Action item> Without including any pictures, copy each entry below exactly.

Supplied records>
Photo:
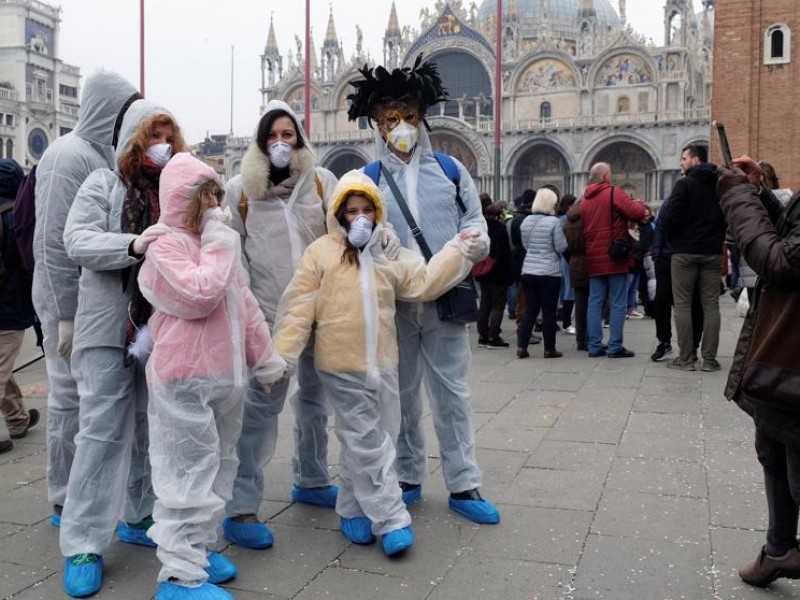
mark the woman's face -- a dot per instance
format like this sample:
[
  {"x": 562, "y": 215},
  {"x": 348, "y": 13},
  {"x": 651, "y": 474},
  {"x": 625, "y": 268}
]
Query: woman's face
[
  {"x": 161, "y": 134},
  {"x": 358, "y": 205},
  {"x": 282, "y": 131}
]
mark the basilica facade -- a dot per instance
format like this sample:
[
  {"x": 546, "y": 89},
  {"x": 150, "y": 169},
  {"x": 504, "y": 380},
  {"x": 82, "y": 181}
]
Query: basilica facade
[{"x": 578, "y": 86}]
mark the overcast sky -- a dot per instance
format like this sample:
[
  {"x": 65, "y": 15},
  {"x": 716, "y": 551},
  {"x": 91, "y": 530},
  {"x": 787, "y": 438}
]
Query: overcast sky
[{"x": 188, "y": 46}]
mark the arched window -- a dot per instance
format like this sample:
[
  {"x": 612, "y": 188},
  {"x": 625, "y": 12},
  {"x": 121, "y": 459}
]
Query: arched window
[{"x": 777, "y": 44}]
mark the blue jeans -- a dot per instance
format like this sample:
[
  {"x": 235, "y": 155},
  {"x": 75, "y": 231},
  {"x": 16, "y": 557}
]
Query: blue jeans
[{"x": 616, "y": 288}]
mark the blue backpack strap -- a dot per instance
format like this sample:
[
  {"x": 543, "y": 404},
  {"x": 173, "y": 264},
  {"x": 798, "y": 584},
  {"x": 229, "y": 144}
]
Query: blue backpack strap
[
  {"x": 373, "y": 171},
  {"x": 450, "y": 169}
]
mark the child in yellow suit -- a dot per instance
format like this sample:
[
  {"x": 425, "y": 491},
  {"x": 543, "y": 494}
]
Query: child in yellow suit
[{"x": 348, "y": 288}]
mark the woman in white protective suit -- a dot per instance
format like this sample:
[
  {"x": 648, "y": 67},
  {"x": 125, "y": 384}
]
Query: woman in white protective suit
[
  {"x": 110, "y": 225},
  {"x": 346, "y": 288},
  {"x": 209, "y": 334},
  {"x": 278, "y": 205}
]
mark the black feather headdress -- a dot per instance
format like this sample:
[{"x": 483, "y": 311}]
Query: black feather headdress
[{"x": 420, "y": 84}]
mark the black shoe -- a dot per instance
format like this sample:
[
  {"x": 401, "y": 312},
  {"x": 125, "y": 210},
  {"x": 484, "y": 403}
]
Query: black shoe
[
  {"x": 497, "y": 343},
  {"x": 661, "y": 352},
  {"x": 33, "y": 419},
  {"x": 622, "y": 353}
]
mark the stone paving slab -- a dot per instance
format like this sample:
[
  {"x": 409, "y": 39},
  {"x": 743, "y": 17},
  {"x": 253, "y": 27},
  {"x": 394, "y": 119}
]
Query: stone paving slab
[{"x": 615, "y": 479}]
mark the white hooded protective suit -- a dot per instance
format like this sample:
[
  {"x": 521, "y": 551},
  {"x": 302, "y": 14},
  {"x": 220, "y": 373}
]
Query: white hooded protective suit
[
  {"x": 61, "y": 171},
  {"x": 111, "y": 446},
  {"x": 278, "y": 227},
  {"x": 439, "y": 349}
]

Output of the exercise>
Photo:
mark the woman's face -- a dot per instance
format like this sample:
[
  {"x": 562, "y": 215},
  {"x": 348, "y": 13},
  {"x": 651, "y": 474},
  {"x": 625, "y": 268}
]
Query: woman's face
[
  {"x": 161, "y": 134},
  {"x": 358, "y": 205},
  {"x": 282, "y": 131}
]
mark the basilica facade -- a dot per instance
format like this sample:
[
  {"x": 546, "y": 89},
  {"x": 150, "y": 169},
  {"x": 504, "y": 380},
  {"x": 82, "y": 181}
]
Query: basilica facade
[{"x": 578, "y": 86}]
mark the overcast sky -- a dot per instance
format like this sample:
[
  {"x": 65, "y": 15},
  {"x": 716, "y": 551},
  {"x": 91, "y": 530},
  {"x": 787, "y": 438}
]
Query: overcast sky
[{"x": 188, "y": 46}]
mark the arched window -- a dot per instance
format like this sample:
[
  {"x": 612, "y": 188},
  {"x": 625, "y": 12},
  {"x": 121, "y": 459}
]
Query: arched window
[{"x": 777, "y": 44}]
mark the blue jeans -- a dot per instance
format like this sample:
[
  {"x": 235, "y": 155},
  {"x": 75, "y": 231},
  {"x": 16, "y": 557}
]
Query: blue jeans
[{"x": 616, "y": 288}]
mark the blue backpack strap -- a dot per instance
format like this sample:
[
  {"x": 543, "y": 404},
  {"x": 173, "y": 264},
  {"x": 798, "y": 584},
  {"x": 229, "y": 144}
]
Query: blue backpack strap
[
  {"x": 373, "y": 171},
  {"x": 450, "y": 169}
]
mark the child in yellow suit -- a dot per instance
format like this sample:
[
  {"x": 425, "y": 491},
  {"x": 543, "y": 494}
]
Query: child in yellow suit
[{"x": 348, "y": 288}]
mark the woman in white protective suit -- a dot per instance
format like this sample:
[
  {"x": 648, "y": 67},
  {"x": 125, "y": 384}
]
Query: woman in white protective suit
[
  {"x": 110, "y": 225},
  {"x": 346, "y": 288},
  {"x": 209, "y": 334},
  {"x": 278, "y": 205}
]
mark the black feather headdress -- a dot per instance
format like this sample:
[{"x": 483, "y": 311}]
Query: black feather headdress
[{"x": 420, "y": 84}]
mark the black shoe -- a dot per instance
format like this sample:
[
  {"x": 401, "y": 312},
  {"x": 125, "y": 210},
  {"x": 484, "y": 403}
]
Query: black shoe
[
  {"x": 497, "y": 343},
  {"x": 661, "y": 352},
  {"x": 33, "y": 419},
  {"x": 622, "y": 353}
]
mark the stone paving slab -- a dot per instance
format like this sample:
[
  {"x": 409, "y": 39},
  {"x": 743, "y": 17},
  {"x": 253, "y": 27},
  {"x": 394, "y": 119}
]
Query: stone paving slab
[{"x": 615, "y": 479}]
mark the white hooded protective suit -- a dot per instance
format like this sample:
[
  {"x": 521, "y": 551},
  {"x": 302, "y": 14},
  {"x": 220, "y": 373}
]
Query: white hooded protective suit
[
  {"x": 61, "y": 171},
  {"x": 111, "y": 446},
  {"x": 278, "y": 227},
  {"x": 439, "y": 349}
]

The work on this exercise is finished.